▶ _Aim of the task_: In the relief negotiations text, who is trying to iron out the fine print of the plan?

===== Exercise text =====

Pelosi on relief negotiations: ‘We made progress this morning’

People walk past the US Capitol in Washington, DC, on December 16.
People walk past the US Capitol in Washington, DC, on December 16. Andrew Caballero-Reynolds/AFP/Getty Images

The consensus on Capitol Hill is that there will be a relief deal after months of bickering and stalemate.

But Congress is now stuck in a waiting game as the top four congressional leaders, and the White House, try to iron out the fine print and haggle over the final details. 

Details of what’s likely to be in the plan began to emerge on Wednesday, though nothing is final until legislative text is released.

===== Given data =====

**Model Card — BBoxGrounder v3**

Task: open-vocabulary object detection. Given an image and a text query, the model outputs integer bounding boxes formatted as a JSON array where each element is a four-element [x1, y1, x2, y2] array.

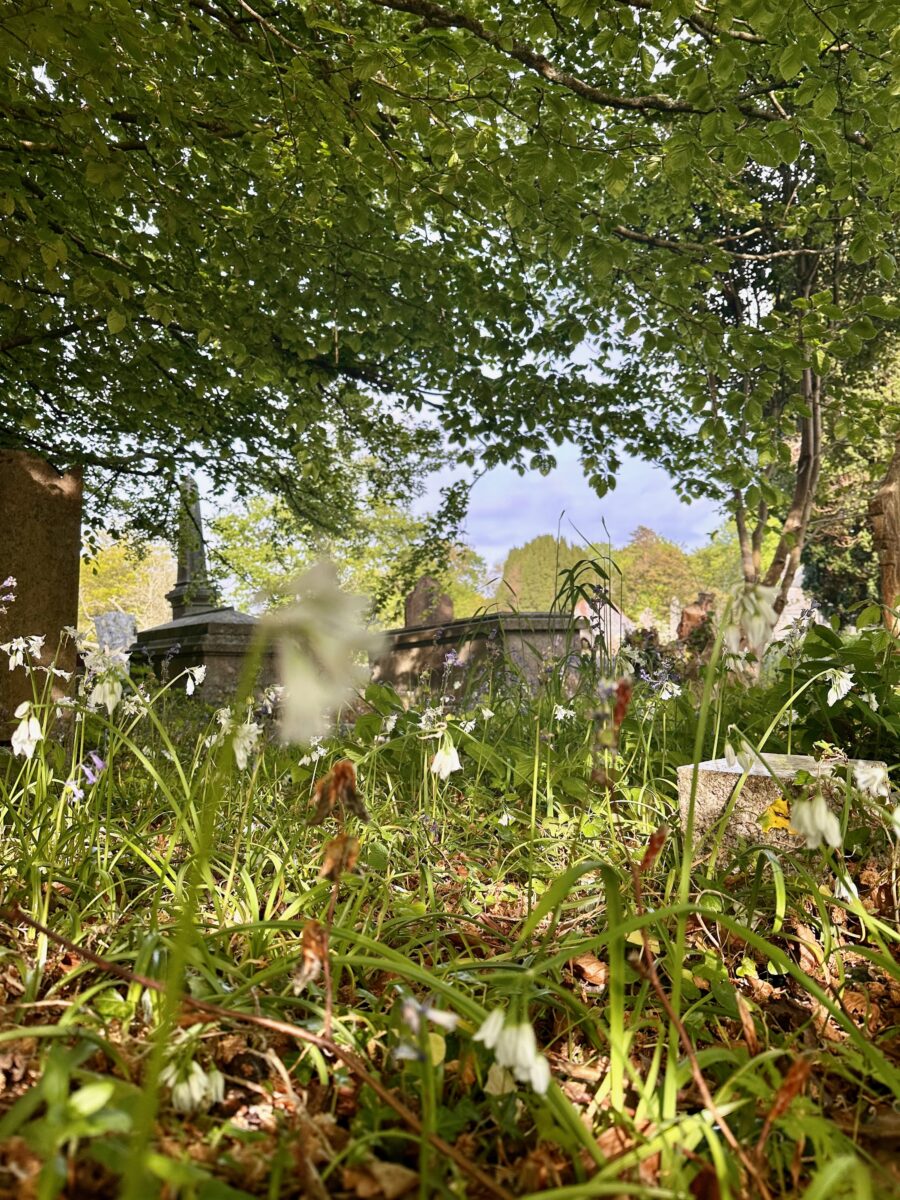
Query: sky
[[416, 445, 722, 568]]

=====

▶ _Exercise solution_: The top four congressional leaders and the White House.